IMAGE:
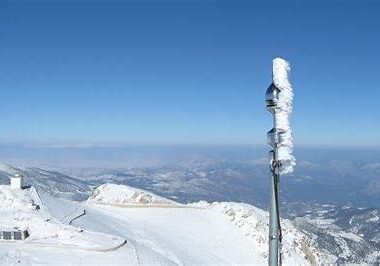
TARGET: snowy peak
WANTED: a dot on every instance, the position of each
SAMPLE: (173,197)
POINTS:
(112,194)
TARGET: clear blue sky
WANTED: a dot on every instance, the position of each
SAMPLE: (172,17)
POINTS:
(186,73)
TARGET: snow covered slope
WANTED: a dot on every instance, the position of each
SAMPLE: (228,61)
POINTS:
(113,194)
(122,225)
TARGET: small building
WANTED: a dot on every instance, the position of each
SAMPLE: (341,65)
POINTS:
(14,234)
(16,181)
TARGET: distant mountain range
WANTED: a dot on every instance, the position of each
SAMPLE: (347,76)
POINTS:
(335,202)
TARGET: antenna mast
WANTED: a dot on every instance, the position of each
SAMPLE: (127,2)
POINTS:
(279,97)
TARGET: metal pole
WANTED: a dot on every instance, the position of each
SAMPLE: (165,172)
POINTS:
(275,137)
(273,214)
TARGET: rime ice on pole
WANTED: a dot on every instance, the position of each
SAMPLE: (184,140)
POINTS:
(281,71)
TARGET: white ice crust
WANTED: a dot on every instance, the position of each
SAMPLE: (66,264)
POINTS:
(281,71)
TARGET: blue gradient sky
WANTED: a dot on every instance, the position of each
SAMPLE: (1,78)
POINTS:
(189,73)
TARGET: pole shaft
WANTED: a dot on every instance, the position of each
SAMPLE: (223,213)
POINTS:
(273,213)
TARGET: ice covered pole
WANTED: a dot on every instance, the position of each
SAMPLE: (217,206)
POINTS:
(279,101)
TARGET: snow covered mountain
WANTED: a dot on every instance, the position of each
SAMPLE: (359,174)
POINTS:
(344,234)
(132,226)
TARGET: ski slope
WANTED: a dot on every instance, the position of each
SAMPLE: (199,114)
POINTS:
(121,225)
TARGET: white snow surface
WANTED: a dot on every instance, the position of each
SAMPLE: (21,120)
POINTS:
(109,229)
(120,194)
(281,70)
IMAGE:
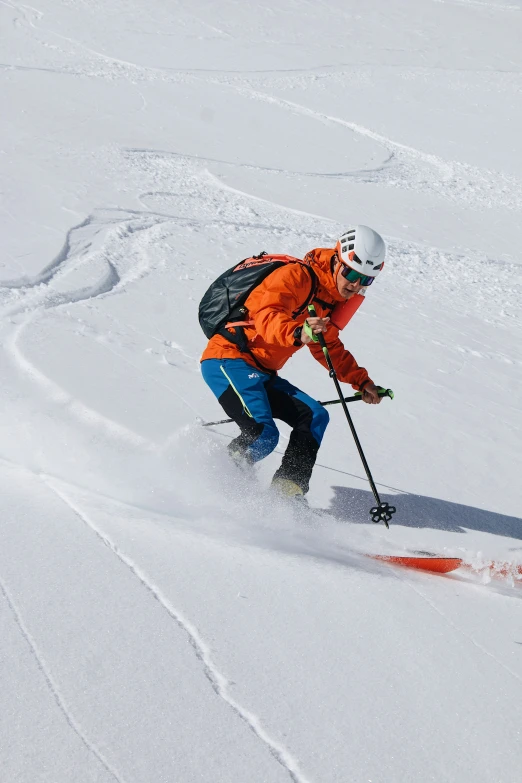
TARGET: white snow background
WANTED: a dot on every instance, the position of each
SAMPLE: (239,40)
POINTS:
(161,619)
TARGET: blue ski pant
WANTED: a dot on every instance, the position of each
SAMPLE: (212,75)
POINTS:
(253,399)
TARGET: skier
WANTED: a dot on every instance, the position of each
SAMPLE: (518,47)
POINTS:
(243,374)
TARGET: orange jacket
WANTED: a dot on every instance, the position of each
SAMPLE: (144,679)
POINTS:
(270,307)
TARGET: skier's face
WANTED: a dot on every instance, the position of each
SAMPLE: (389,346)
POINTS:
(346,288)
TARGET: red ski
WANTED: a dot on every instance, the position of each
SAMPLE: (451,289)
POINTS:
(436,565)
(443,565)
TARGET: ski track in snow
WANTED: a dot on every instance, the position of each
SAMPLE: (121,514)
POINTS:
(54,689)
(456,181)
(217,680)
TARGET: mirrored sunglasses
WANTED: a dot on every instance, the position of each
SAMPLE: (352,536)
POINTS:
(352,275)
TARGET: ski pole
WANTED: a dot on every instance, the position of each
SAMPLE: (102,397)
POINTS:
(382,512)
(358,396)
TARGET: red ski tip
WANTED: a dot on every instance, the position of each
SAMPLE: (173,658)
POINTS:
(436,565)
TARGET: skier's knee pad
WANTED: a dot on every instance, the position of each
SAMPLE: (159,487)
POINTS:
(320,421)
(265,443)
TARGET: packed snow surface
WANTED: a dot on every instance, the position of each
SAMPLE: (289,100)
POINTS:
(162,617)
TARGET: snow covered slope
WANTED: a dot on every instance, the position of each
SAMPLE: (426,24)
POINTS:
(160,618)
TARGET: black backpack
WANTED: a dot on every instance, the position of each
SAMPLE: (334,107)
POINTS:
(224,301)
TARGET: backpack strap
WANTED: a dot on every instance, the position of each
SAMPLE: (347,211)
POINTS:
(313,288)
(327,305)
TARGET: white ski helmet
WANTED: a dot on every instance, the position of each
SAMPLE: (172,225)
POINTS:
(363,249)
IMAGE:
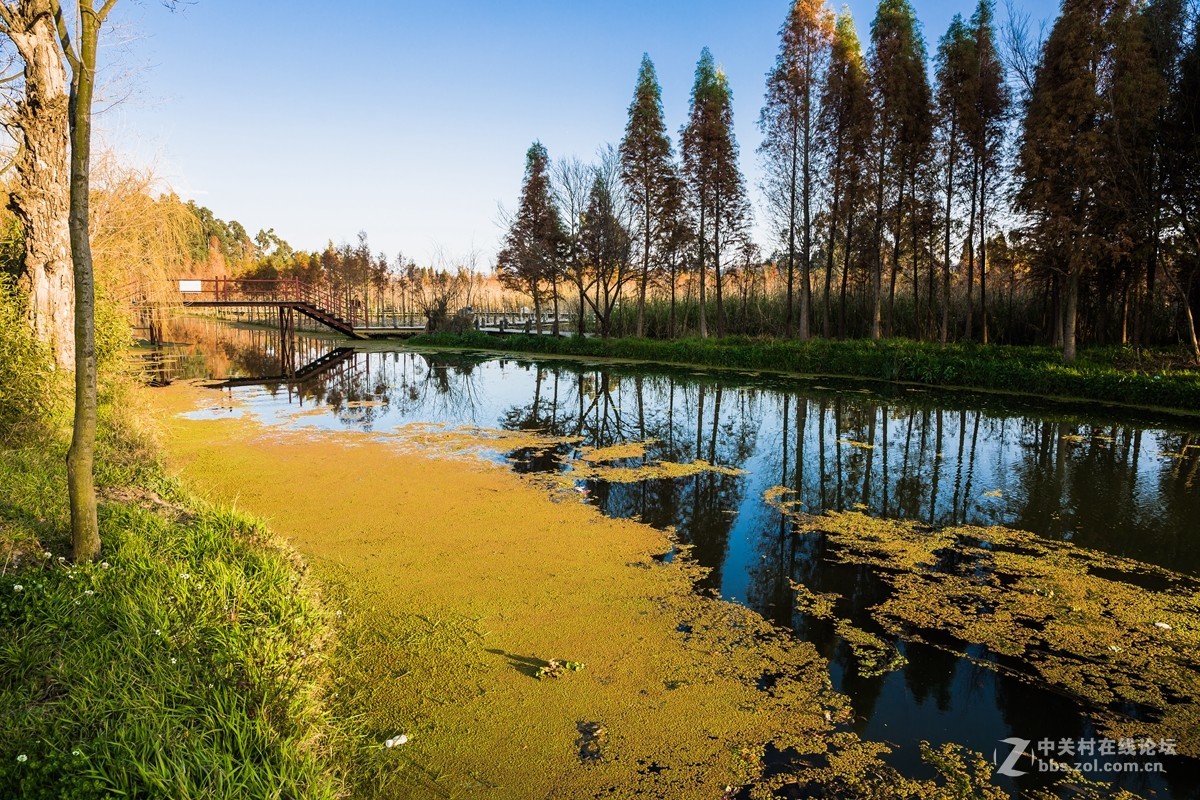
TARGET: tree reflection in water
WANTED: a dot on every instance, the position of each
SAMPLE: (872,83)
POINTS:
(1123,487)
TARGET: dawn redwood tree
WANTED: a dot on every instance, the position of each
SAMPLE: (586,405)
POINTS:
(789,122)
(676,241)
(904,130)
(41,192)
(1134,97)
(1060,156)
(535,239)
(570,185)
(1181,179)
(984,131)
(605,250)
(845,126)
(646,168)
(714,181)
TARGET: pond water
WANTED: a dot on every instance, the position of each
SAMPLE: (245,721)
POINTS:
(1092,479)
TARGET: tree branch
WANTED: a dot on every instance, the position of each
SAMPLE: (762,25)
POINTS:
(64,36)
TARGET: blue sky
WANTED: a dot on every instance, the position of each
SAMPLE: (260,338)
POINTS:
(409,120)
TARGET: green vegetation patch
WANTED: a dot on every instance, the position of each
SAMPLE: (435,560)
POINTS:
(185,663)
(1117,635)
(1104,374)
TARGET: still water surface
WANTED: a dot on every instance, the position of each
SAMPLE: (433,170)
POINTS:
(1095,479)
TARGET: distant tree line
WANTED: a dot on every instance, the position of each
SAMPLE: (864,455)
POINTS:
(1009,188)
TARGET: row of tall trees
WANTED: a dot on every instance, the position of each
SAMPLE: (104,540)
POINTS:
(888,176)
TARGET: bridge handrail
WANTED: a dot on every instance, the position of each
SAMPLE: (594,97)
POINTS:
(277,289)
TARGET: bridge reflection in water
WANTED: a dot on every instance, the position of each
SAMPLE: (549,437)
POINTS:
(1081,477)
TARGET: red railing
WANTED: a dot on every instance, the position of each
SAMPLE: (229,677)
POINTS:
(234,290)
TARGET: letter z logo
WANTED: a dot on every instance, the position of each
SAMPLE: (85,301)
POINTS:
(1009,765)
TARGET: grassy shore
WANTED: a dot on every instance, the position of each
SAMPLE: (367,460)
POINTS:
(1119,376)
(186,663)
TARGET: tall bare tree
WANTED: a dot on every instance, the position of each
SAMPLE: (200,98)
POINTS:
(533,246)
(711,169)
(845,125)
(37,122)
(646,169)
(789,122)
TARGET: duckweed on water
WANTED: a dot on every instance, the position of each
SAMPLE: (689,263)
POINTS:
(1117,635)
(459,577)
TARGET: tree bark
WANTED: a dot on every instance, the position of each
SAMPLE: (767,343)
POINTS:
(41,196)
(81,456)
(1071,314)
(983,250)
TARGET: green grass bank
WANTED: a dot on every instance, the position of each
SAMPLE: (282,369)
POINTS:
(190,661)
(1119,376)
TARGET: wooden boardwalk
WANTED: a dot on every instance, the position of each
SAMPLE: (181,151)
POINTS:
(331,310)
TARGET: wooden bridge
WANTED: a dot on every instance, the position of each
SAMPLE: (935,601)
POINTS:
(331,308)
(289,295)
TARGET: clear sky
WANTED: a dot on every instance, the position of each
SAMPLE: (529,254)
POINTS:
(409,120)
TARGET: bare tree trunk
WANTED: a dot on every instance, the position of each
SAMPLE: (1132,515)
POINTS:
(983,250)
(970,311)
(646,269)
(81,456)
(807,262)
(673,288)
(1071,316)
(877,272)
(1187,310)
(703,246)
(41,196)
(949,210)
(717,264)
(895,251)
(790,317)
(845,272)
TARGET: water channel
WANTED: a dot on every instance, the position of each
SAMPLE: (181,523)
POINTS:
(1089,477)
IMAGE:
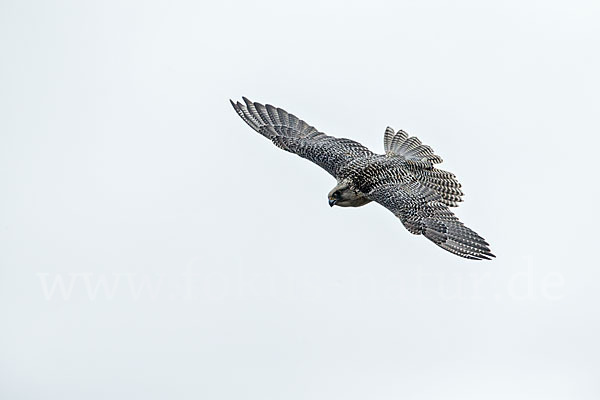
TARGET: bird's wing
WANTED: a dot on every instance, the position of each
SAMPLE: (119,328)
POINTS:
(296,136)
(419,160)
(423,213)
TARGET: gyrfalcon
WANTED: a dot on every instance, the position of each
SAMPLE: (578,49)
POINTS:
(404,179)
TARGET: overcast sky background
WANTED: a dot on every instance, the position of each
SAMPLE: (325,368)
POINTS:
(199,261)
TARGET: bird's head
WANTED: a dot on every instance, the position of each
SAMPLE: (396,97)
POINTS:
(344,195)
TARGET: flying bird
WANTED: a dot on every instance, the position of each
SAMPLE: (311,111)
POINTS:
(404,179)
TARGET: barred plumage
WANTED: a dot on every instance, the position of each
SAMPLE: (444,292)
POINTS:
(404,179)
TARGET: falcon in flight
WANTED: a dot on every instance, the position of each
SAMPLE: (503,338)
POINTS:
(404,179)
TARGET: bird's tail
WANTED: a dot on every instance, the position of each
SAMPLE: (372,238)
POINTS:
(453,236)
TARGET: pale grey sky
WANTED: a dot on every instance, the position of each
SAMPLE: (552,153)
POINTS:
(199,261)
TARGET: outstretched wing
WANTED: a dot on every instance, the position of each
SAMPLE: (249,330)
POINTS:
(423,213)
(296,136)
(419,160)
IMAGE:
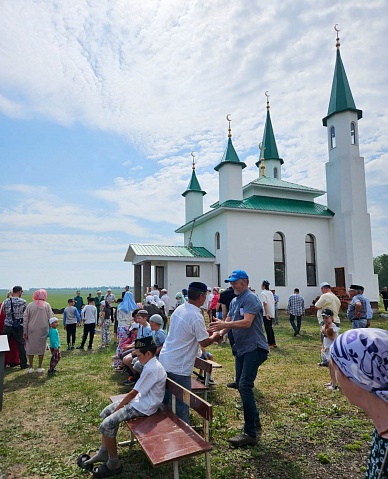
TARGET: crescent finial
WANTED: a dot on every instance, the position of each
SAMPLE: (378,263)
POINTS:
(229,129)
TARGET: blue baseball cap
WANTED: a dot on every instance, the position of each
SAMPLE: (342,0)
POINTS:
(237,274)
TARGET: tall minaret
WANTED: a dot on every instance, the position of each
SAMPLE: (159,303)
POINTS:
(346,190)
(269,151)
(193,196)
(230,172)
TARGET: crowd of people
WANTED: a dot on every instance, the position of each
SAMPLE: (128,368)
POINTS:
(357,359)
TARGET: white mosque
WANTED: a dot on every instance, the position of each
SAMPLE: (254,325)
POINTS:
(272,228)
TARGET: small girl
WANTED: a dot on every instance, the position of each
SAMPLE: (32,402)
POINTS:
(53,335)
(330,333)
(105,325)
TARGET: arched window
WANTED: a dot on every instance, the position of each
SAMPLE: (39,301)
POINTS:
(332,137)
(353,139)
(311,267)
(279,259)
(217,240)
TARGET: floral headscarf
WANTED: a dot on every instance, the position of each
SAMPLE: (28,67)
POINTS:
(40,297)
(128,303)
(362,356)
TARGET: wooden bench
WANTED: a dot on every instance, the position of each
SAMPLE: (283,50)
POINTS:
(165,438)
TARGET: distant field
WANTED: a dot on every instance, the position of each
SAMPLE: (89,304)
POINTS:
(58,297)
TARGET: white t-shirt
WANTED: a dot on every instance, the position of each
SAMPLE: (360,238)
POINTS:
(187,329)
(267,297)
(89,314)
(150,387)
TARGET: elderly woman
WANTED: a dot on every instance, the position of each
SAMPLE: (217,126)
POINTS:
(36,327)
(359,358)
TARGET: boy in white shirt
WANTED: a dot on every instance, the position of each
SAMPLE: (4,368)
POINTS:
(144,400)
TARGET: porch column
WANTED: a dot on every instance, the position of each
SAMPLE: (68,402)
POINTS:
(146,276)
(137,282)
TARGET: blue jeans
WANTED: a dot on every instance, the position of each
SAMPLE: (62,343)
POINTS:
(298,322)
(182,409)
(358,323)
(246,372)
==========
* Written exercise: Lines from the one containing "TARGET: wooden bench" through the final line are to be given again verbatim, with nothing before or after.

* The result:
TARGET: wooden bench
WANTED: a dot on every instance, the position of each
SAMPLE: (283,50)
POINTS:
(165,438)
TARGET: distant field
WANTED: a dot on every instance, the position of each
SAMPLE: (89,304)
POINTS:
(58,297)
TARGET: white t-shirt
WANTED: a dot on every instance, the position of each
SAMPLE: (360,238)
POINTS:
(187,329)
(267,297)
(89,314)
(150,387)
TARGET: elderly woman
WANTED: a dot on every instance, the position of each
SAMPLE: (217,126)
POINTS:
(36,327)
(359,358)
TARGET: boy in white shirt
WANTED: a dot on every instance, the position of each
SAMPLE: (4,368)
POINTS:
(144,400)
TARGET: porch column
WANTED: a dot on every instance, the position of each
SAMPLE: (68,402)
POINTS:
(146,276)
(137,282)
TARGET: blue jeans
WANTED: a dot on every instance, the position of each
SAMPLE: (62,343)
POINTS:
(298,322)
(182,409)
(358,323)
(246,372)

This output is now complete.